### TEXT EXCERPT:
◇ ◇ ◇ ◇

Researchers are still trying to come to grips with variations between microarray experiments that don’t reflect real biological differences. That’s why in its 2002 study, the Microarray Research Group (MARG) of the Association of Biomolecular Resource Facilities (ABRF) chose to get to the root of the problem, assessing possible factors contributing to variability in experiments that use Affymetrix arrays or cDNA spotted arrays.
At the ABRF meeting in Austin last week, Kevin Knudtson of the University of Iowa and Andrew Brooks of the University of Rochester Medical Center presented the group’s preliminary results.
“The most interesting thing that we found was that most of the variability was lab-to-lab, and not chip-to-chip” said Brooks, referring to the Affymetrix part of the study.
Researchers from ten universities participated in the retrospective study. Seven microarray core facilities provided data from almost 900 Affymetrix murine U74A and human U95A arrays, and Albert Einstein College of Medicine provided data from a smaller number of cDNA spotted arrays.
For the Affymetrix arrays, which were used to study 20 different types of tissues or cell lines, the researchers collected 3’/5’ ratio values for b-actin and GAPDH, as well as average difference values for three hybridization controls and RawQ, background, and scaling metrics.
To study the contribution of variability between array lots, at least five arrays with the same lot number were used for each sample type. To assess the influence of tissue type, array lot, sample processing, and scanner settings, the data were analyzed by non-parametric testing followed by a transformation analysis, “which allowed us to assess which variables are more important,” said Brooks.
Lab-to-lab variation, meaning differences in sample preparation and processing, accounted for the greatest source of error, followed by the photomultiplier tube (PMT) setting, using a “combined” tissue and cell line comparative analysis.

◇ ◇ ◇ ◇

### STUDY MATERIAL:
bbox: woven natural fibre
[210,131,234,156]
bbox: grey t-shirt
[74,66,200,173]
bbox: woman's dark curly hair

◇ ◇ ◇ ◇

### WORK INSTRUCTION 1:
In the microarray variability article, what was the greatest source of error?
### WORK INSTRUCTION 2:
Please carry the microarray variability article forward from its last sentence.

### WRITTEN REPLY 1:
Lab-to-lab variation, meaning differences in sample preparation and processing.

### WRITTEN REPLY 2:
Originally the scientists had also planned to distinguish between individual tissue types and cell lines, but the number of samples was not sufficient to reach statistical significance.
The cDNA array study looked at an approach for “overall global normalization and correction” of the arrays, Brooks said, and found some sources of process errors, such as probe labeling, sequence-dependent dye biases, slide treatment, hybridization and scanning.
“The main solution to problems across both platforms is going to be a combination of an appropriate array and experimental design, and also in global normalization of the data regardless of the platform,” said Brooks.
In order to complete the study within the next few months, MARG is currently inviting researchers from academia as well as private companies to contribute their microarray data. Intellectual property is not an issue, Brooks reassured, since only the tissue type, general data about the array, and results for a few genes are required.
One “industry leader” has already committed to participate, he added. The group aims to publish the results of the study in a journal “that is going to have the largest reader base to help Affymetrix and cDNA [array] users,” Brooks said.